(Pointing dataset excerpts)
● ● ●

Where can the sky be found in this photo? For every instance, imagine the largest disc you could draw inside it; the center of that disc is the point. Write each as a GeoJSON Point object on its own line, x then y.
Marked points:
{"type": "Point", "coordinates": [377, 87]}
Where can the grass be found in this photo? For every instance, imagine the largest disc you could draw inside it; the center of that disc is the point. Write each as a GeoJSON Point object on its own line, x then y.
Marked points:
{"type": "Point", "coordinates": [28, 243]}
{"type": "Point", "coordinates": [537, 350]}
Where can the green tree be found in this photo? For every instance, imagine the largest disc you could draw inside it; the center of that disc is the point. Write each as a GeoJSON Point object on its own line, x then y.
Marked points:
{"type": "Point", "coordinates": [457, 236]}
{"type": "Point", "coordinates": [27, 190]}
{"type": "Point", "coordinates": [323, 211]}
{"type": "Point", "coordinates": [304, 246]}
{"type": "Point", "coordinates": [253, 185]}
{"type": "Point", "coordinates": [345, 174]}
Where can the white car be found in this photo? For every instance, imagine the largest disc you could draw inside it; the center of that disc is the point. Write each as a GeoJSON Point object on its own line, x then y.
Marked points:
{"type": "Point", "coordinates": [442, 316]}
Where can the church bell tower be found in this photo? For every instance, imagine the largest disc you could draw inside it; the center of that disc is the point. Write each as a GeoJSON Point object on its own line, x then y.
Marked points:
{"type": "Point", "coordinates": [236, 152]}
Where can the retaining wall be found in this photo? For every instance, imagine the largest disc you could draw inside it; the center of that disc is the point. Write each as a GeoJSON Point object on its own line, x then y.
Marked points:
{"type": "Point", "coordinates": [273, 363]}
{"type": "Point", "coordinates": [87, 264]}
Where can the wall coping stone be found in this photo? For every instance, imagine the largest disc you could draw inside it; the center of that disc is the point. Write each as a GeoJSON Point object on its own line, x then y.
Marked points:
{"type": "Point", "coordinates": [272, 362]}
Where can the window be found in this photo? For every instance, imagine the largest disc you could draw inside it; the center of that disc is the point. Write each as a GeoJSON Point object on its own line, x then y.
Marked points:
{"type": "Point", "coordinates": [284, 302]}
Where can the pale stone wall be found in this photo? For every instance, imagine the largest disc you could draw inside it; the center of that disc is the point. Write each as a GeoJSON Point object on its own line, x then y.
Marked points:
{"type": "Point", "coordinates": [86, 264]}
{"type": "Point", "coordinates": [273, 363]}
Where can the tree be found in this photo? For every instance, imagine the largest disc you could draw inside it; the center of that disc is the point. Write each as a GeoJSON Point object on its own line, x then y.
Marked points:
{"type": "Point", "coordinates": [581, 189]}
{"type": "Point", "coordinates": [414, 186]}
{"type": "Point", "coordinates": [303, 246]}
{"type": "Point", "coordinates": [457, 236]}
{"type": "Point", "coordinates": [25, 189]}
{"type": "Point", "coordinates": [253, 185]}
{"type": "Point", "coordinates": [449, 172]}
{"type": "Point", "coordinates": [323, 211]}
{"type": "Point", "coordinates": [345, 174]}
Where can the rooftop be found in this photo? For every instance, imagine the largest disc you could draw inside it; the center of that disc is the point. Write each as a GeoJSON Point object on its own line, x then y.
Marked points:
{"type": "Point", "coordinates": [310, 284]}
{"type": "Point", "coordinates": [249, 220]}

● ● ●

Work instructions >> Convert the records above into a two-column CSV with the header columns "input" and "output", one row per record. Place each record's text under input and its marked points under output, enclosing every field in double quotes and replacing line breaks with spaces.

The solution >>
input,output
"Where can the sky be found in this photo? For every instance, imagine the largest disc you could draw inside it; the center of that disc is the point. Write each as a GeoJSON Point object on its own line, x then y. Marked points:","{""type"": ""Point"", ""coordinates"": [377, 87]}"
"Where can the grass be found in this photo? For every instance, imagine the largest disc you could draw inside it; the center of that disc is the point. Write each as a GeoJSON Point object on its own line, x then y. Marked points:","{""type"": ""Point"", ""coordinates"": [28, 243]} {""type"": ""Point"", ""coordinates"": [537, 350]}"
"Where can the green tree be found in this photo? For every instance, imagine the largest disc you could draw inside it; the center of that disc is the point. Write each as a GeoJSON Point object on its own line, x then y. Marked points:","{""type"": ""Point"", ""coordinates"": [457, 236]} {""type"": ""Point"", ""coordinates"": [27, 190]} {""type"": ""Point"", ""coordinates"": [323, 211]} {""type"": ""Point"", ""coordinates"": [304, 246]} {""type"": ""Point"", ""coordinates"": [253, 185]} {""type"": ""Point"", ""coordinates"": [345, 174]}"
"Where can the white car be found in this photo? For every instance, imagine the largest disc you could draw inside it; the center of that disc is the point. Write each as a GeoJSON Point object on its own line, x then y. Marked points:","{""type"": ""Point"", ""coordinates"": [442, 316]}"
"Where can the church bell tower be found in this photo? For every instance, imagine the largest disc you could draw inside it; the center of that disc is the point. Write each as a GeoJSON Point object on its own line, x then y. Marked points:","{""type"": ""Point"", ""coordinates"": [236, 152]}"
"Where can the retaining wall be found in this photo? For every instance, imagine the largest disc you could draw inside it; the center of that disc is the point. Write each as a GeoJSON Point object on its own line, x then y. Marked points:","{""type"": ""Point"", ""coordinates"": [273, 363]} {""type"": ""Point"", ""coordinates"": [87, 264]}"
"Where can the wall coping stone be found in this photo? For every instance, imagine the largest disc you could draw inside it; the center of that disc is the point. Write each as a GeoJSON Point object on its own line, x then y. Marked points:","{""type"": ""Point"", ""coordinates"": [272, 362]}"
"Where can the window be found in this photo? For every instance, imagine the largest disc you could draw inside it; the center of that disc is the point. Write each as a GeoJSON Point object on its own line, x then y. Marked points:","{""type"": ""Point"", ""coordinates"": [284, 302]}"
"Where can the pale stone wall be found in this photo? For every instance, imagine the largest disc you could draw inside it; the center of that disc is the point. Write each as a GeoJSON Point object on its own line, x then y. Marked points:","{""type"": ""Point"", ""coordinates"": [86, 264]} {""type"": ""Point"", ""coordinates"": [273, 363]}"
"Where can the tree be found in this photo? For every instance, imagine the largest disc you could draw inside it; the center of that disc is the point. Write each as a GeoJSON Point object on its own line, x then y. Marked points:","{""type"": ""Point"", ""coordinates"": [581, 189]} {""type"": ""Point"", ""coordinates"": [414, 186]} {""type"": ""Point"", ""coordinates"": [303, 246]} {""type"": ""Point"", ""coordinates"": [457, 236]} {""type"": ""Point"", ""coordinates"": [25, 189]} {""type"": ""Point"", ""coordinates"": [253, 185]} {""type"": ""Point"", ""coordinates"": [449, 172]} {""type"": ""Point"", ""coordinates"": [323, 211]} {""type"": ""Point"", ""coordinates"": [345, 174]}"
"Where can the rooftop be found in this photo? For every instance, imagine the largest disc you could draw inside it; the center of that disc is the point. Write each as a GeoJSON Point object on its own line, x then y. Marked points:","{""type"": ""Point"", ""coordinates"": [310, 284]} {""type"": ""Point"", ""coordinates"": [249, 220]}"